Alex - stock.adobe.com
Lessons learned from CrowdStrike's automation errors
After the recent CrowdStrike outage, organizations are keen to prevent and prepare for potential future disruptions. These key security and quality lessons can help.
The initial confusion has cleared since CrowdStrike's software caused a Windows system outage on July 19, 2024.
Since then, enough time has passed that a retrospective could be valuable, not just for CrowdStrike, but for the greater software community. In this article, we cover what happened, why, who was impacted and what your organization might be able to learn from this incident.
What happened in the CrowdStrike outage?
Antivirus and security software typically needs to run in a privileged mode, something other applications cannot touch. If security software runs with the same security as everything else, then malevolent software could act like a biological virus, finding the security software and overwriting or destroying it.

§ **Activity list**
**A)** List the topics that the article on the CrowdStrike outage says it will cover.
**B)** According to the article on the CrowdStrike outage, on what date did CrowdStrike's software cause the Windows system outage?

§ **Point localization data**
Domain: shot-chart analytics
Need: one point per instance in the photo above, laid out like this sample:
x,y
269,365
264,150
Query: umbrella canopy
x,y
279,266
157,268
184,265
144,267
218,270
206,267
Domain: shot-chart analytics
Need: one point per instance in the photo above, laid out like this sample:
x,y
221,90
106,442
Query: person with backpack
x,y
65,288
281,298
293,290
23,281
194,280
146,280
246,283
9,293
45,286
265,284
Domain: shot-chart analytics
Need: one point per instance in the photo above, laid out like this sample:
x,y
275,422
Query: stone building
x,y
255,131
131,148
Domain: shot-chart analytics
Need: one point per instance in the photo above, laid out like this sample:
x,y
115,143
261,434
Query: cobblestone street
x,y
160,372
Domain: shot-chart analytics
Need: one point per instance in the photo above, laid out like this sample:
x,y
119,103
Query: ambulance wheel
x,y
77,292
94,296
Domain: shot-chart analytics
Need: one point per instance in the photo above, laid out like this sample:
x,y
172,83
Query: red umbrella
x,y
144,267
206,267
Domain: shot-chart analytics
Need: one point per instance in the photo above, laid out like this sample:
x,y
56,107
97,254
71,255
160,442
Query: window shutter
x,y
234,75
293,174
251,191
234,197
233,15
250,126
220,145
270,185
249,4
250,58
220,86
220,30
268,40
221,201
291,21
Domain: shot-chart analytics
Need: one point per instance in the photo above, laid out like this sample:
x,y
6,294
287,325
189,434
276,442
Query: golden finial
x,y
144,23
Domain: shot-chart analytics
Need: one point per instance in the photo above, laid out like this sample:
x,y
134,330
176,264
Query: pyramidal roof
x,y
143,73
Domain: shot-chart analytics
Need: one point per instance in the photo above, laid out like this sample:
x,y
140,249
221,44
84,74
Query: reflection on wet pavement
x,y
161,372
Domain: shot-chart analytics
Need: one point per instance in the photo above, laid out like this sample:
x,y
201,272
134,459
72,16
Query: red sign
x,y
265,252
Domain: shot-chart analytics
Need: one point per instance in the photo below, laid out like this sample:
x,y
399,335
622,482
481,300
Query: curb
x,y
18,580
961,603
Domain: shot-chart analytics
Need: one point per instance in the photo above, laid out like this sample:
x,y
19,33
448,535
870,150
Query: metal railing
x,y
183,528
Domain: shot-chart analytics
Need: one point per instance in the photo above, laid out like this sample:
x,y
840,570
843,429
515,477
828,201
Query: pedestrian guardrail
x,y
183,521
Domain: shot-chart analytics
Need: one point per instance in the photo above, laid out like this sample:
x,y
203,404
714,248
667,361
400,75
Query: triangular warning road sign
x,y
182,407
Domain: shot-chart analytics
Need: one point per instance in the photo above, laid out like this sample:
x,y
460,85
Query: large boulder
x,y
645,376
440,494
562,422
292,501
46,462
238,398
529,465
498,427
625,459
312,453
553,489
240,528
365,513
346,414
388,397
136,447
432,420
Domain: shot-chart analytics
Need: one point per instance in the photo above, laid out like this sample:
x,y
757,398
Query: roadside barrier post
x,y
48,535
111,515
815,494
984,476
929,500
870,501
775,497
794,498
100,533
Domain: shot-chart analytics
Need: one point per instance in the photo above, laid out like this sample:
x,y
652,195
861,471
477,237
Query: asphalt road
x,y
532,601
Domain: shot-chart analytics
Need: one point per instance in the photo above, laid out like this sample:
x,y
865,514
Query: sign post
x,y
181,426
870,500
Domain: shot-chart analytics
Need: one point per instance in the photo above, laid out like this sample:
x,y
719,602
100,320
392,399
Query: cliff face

§ **Activity answers**
**A)**
- What happened
- Why it happened
- Who was impacted
- What your organization might be able to learn from the incident

**B)** July 19, 2024